- TEXT SECTION -
***

Before we run over our traditional ranking methodology, we should head off a few counterarguments at the pass:
- Isn’t this too early to have a good read on talent? Aren’t 16-year-old kids still improving? Sure feels that way. On the other hand, coaches are clearly finding roster spots for kids who verbally commit this early. And if we and our readership want to have the most accurate picture of how the recruiting season is playing out, it’ll be useful to have some sort of ranking – even one still very much in flux – to refer to as big-name swimmers commit.
- But recruiting ranks don’t matter. It’s the fast-dropping swimmers and diamonds in the rough that really have the biggest NCAA impact. Not true. There are always fast-rising swimmers who quickly develop into NCAA stars. But there are far less of them than there are elite high school prospects that become high-impact NCAA swimmers. We all love the Cinderella stories, the unranked recruits who flourish into dominators. But even those rags-to-riches stories aren’t as fleshed out if they don’t have a clearly-defined “rags” setup. These ranks help show us who is most likely to become NCAA standouts… but also contextualize where the eventual breakout stars originally rated compared to peers.

***

- EXCERPTED DATA -
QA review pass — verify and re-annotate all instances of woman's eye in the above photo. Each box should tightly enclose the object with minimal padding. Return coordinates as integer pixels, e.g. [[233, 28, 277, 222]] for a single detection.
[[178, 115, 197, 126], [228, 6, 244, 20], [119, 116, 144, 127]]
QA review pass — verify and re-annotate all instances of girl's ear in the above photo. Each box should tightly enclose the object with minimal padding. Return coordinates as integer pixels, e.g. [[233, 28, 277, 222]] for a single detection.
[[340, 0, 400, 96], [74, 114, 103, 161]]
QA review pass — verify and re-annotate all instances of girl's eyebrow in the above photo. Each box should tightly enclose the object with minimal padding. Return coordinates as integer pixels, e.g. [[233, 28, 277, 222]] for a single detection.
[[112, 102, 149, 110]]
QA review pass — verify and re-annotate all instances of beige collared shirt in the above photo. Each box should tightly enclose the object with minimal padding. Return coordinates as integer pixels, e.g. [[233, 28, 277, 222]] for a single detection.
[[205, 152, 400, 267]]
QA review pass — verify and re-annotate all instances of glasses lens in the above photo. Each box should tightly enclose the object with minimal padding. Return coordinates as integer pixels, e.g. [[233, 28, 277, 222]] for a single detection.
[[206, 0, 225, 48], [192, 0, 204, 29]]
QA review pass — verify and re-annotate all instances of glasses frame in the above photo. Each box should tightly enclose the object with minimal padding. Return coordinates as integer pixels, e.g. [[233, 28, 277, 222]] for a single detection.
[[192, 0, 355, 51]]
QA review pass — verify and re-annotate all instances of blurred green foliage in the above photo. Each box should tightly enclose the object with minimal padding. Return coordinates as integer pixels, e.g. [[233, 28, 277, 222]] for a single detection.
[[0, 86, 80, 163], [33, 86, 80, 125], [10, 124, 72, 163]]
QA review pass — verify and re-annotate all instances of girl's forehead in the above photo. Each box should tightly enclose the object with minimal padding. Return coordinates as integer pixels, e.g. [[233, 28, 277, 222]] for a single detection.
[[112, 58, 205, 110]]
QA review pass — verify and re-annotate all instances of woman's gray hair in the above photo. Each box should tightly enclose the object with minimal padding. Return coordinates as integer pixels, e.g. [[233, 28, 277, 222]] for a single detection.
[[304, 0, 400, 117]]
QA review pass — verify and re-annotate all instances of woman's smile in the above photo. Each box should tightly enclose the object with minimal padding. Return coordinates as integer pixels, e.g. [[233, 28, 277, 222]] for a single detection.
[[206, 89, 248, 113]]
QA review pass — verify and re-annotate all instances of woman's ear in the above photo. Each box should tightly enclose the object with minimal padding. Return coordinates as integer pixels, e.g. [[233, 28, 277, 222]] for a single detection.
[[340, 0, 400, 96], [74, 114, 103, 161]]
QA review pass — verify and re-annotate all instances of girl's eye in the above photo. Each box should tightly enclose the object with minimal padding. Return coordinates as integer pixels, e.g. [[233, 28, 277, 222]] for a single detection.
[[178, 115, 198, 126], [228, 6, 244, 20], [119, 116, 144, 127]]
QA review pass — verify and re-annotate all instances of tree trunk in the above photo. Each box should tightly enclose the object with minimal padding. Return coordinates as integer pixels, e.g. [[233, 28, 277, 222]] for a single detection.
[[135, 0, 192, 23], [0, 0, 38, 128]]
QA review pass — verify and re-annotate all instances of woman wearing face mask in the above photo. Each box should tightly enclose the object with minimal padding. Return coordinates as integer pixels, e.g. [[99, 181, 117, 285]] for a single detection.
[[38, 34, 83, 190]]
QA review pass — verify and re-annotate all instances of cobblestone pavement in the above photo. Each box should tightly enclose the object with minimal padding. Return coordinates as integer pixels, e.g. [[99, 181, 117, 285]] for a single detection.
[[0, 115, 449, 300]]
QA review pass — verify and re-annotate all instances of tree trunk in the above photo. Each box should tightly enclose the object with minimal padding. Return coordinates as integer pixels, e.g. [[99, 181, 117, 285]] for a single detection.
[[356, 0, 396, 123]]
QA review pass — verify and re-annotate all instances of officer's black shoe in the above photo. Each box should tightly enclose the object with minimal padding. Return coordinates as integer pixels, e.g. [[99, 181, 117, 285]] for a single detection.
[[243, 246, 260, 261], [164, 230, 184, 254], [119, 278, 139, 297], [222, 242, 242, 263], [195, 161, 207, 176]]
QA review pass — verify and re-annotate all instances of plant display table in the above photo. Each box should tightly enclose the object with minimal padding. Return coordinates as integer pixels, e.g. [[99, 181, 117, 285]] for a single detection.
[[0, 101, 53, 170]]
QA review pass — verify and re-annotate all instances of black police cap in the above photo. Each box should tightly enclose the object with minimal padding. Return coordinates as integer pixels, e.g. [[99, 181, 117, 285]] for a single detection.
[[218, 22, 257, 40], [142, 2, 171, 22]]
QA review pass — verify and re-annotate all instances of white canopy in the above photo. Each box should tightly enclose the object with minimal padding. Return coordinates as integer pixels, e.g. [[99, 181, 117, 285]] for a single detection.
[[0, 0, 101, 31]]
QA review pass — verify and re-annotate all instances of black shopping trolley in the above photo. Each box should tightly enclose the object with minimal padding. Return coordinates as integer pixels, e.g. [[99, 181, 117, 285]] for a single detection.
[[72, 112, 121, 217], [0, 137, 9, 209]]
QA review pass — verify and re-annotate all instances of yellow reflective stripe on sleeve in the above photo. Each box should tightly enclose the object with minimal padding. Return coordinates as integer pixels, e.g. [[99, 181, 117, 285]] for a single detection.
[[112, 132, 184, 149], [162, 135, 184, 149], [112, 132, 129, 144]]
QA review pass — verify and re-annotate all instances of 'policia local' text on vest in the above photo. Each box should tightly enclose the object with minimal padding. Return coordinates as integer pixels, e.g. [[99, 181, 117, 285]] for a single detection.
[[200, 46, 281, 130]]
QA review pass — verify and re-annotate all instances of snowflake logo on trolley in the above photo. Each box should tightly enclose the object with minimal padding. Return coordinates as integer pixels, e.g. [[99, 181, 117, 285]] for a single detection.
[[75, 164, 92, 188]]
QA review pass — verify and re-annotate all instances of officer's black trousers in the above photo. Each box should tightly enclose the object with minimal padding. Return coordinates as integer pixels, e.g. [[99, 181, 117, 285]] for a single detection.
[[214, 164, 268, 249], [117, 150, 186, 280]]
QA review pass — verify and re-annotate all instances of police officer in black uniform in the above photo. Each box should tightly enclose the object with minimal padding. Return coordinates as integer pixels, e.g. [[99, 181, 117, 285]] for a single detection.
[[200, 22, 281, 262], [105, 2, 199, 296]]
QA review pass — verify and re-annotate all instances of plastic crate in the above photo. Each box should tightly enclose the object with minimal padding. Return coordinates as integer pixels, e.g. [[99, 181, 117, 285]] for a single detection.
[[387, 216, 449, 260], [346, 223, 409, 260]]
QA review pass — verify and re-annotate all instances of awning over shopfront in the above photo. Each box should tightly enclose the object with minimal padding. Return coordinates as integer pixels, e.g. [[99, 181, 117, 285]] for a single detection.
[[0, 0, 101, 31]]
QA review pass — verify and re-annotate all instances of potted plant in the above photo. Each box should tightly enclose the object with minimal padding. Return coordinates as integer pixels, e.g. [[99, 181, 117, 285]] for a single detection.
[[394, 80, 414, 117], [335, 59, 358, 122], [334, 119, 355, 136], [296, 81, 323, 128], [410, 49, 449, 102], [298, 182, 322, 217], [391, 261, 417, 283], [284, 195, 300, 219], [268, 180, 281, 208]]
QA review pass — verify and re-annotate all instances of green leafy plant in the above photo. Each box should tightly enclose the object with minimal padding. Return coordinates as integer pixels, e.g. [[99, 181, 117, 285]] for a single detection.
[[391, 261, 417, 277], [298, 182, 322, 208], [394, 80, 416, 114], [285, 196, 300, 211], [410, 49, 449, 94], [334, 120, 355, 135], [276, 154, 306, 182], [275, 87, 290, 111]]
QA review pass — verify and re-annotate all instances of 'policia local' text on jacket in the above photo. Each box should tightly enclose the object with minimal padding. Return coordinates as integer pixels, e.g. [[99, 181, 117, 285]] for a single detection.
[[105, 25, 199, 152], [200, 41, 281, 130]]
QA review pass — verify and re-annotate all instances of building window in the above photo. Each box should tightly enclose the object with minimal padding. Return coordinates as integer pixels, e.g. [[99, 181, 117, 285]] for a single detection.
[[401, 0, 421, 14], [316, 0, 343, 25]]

***

- GIVEN EXERCISE -
Reproduce word for word the part of the recruiting rankings text that begins with the words "- But recruiting" and ends with "compared to peers.". The data plays no part in what comes next.

- THE COMPLETED TASK -
- But recruiting ranks don’t matter. It’s the fast-dropping swimmers and diamonds in the rough that really have the biggest NCAA impact. Not true. There are always fast-rising swimmers who quickly develop into NCAA stars. But there are far less of them than there are elite high school prospects that become high-impact NCAA swimmers. We all love the Cinderella stories, the unranked recruits who flourish into dominators. But even those rags-to-riches stories aren’t as fleshed out if they don’t have a clearly-defined “rags” setup. These ranks help show us who is most likely to become NCAA standouts… but also contextualize where the eventual breakout stars originally rated compared to peers.